### YOUR INSTRUCTIONS:
Retype exactly the lines that run from the line with "If you could point at the fluffy" to the final line of the entries, keeping both ends and nothing else.

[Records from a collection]
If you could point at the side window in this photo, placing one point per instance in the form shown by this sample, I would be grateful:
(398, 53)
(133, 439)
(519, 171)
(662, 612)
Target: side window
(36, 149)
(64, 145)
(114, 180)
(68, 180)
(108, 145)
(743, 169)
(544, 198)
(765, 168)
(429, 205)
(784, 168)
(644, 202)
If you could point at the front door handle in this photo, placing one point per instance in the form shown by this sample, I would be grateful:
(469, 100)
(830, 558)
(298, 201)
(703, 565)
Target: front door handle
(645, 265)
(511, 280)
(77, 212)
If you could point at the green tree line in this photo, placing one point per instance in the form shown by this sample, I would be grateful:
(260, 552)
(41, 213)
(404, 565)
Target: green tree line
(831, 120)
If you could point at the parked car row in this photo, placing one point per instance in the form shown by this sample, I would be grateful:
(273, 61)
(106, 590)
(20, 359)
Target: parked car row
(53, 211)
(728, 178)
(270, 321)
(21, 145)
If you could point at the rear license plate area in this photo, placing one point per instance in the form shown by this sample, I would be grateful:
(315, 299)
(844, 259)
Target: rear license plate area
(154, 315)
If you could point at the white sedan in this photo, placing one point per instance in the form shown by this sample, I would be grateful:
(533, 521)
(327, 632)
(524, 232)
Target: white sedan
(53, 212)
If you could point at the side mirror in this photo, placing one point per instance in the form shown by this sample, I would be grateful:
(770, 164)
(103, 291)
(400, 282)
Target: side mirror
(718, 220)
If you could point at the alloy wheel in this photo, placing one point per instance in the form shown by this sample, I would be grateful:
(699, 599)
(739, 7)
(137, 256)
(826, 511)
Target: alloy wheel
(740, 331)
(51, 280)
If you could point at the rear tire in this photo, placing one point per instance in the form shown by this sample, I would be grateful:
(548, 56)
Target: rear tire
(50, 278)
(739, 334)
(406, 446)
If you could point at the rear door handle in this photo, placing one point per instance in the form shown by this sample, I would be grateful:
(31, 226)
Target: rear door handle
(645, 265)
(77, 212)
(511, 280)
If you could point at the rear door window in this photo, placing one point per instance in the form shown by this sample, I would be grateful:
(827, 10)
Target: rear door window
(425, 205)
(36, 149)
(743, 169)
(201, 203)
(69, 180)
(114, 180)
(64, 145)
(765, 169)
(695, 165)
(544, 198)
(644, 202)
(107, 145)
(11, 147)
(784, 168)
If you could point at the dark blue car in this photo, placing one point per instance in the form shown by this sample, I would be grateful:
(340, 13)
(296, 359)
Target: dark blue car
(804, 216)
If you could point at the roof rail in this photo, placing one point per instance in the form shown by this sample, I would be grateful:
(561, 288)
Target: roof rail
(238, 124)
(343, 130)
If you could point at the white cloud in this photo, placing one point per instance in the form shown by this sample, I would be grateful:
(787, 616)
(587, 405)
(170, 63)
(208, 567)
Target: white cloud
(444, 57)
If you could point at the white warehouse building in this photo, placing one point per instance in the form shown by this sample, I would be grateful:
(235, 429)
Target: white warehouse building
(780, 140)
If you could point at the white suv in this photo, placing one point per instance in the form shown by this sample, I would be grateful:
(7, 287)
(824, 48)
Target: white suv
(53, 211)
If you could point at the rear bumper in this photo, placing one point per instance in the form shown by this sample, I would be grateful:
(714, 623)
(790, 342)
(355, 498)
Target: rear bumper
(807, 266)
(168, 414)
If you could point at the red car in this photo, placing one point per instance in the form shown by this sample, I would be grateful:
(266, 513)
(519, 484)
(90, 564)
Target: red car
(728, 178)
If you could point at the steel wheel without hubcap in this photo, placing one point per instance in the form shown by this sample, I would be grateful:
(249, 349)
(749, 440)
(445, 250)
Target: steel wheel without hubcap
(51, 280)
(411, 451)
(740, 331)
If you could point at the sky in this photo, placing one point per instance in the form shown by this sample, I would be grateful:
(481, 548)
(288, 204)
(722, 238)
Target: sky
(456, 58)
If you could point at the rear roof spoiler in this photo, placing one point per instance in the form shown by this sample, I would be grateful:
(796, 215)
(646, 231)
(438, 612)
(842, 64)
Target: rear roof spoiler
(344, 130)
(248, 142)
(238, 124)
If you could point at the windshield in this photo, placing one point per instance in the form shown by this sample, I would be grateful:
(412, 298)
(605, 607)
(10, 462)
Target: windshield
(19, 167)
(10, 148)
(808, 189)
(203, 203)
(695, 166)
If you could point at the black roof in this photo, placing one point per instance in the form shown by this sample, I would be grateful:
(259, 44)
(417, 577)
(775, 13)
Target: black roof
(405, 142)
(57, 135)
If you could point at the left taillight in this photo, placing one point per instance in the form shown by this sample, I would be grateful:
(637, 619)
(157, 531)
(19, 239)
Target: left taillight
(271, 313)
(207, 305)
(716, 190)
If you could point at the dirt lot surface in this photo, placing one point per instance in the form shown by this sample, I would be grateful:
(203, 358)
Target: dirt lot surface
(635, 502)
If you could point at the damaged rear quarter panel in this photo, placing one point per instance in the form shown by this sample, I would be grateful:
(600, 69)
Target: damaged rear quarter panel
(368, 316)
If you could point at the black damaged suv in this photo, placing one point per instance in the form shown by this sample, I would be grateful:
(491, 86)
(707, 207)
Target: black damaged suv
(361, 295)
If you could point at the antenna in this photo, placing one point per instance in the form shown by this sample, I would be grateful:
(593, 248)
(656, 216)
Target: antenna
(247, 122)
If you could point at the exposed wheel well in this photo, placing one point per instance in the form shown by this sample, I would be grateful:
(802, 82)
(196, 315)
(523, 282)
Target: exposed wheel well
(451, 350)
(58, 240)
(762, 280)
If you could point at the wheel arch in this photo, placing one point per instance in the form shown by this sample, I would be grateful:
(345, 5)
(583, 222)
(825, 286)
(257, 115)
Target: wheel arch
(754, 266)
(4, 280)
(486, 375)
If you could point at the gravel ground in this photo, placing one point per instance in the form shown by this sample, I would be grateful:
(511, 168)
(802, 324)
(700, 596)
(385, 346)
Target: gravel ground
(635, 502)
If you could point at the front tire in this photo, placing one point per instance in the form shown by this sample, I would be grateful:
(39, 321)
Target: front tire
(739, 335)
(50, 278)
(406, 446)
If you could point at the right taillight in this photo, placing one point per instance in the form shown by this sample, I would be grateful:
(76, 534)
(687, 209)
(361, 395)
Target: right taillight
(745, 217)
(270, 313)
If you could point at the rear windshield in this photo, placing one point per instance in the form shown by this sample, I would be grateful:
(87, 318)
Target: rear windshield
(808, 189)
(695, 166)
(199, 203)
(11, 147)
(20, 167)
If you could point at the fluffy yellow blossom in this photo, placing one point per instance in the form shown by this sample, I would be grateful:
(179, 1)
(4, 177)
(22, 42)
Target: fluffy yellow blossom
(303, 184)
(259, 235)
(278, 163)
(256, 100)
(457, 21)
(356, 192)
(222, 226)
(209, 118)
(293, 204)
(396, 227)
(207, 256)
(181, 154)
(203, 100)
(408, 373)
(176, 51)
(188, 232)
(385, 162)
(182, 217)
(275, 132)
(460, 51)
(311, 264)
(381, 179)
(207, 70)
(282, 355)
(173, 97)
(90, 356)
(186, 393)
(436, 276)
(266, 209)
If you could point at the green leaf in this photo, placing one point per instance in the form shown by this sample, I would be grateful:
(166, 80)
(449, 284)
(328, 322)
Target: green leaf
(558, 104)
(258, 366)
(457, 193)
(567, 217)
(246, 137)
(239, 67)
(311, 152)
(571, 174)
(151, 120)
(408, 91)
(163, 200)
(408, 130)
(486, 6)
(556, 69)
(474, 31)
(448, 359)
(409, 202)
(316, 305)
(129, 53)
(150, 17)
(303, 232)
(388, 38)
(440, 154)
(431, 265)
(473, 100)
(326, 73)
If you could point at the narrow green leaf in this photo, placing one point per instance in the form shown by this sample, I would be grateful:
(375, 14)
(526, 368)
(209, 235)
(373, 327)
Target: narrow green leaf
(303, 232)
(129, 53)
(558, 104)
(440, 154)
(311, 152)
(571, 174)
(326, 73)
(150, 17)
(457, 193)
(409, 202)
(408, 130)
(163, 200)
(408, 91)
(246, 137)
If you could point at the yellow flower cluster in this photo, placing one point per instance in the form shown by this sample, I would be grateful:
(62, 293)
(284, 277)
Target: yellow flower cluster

### ANSWER TO THIS TASK:
If you could point at the fluffy yellow blossom in this photo, placing one point per instance in the form shown by this sample, I would be grateful:
(179, 1)
(4, 177)
(22, 42)
Target: fluffy yellow blossom
(303, 184)
(259, 235)
(278, 163)
(256, 100)
(457, 21)
(356, 192)
(222, 226)
(209, 118)
(293, 204)
(396, 227)
(207, 256)
(181, 154)
(203, 100)
(408, 373)
(176, 51)
(188, 232)
(385, 162)
(182, 217)
(275, 132)
(460, 51)
(311, 264)
(381, 179)
(207, 70)
(282, 355)
(173, 97)
(90, 356)
(186, 393)
(436, 276)
(266, 209)
If you could point at the green leaf in this photo, placing one point per instance in the form shown by this sample, I would be grateful:
(166, 80)
(449, 284)
(328, 322)
Target: green leaf
(558, 104)
(258, 366)
(457, 193)
(567, 217)
(246, 137)
(239, 67)
(311, 152)
(571, 174)
(151, 120)
(408, 91)
(163, 200)
(408, 130)
(486, 6)
(556, 69)
(474, 31)
(448, 359)
(409, 202)
(316, 305)
(129, 53)
(150, 17)
(303, 232)
(388, 38)
(440, 154)
(431, 265)
(473, 100)
(326, 73)
If you could point at the narrow green leaf in this photo, placing one point per instance in the form shown by this sample, I would be grateful:
(375, 14)
(526, 368)
(209, 235)
(373, 327)
Target: narrow green leaf
(303, 232)
(129, 53)
(558, 104)
(440, 154)
(311, 152)
(571, 174)
(326, 73)
(150, 17)
(457, 193)
(409, 202)
(408, 130)
(163, 200)
(408, 91)
(246, 137)
If you could point at the yellow flower cluster in this photo, placing one point per instance in the form shown by this sample, I would be grateful:
(62, 293)
(284, 277)
Target: yellow flower cluster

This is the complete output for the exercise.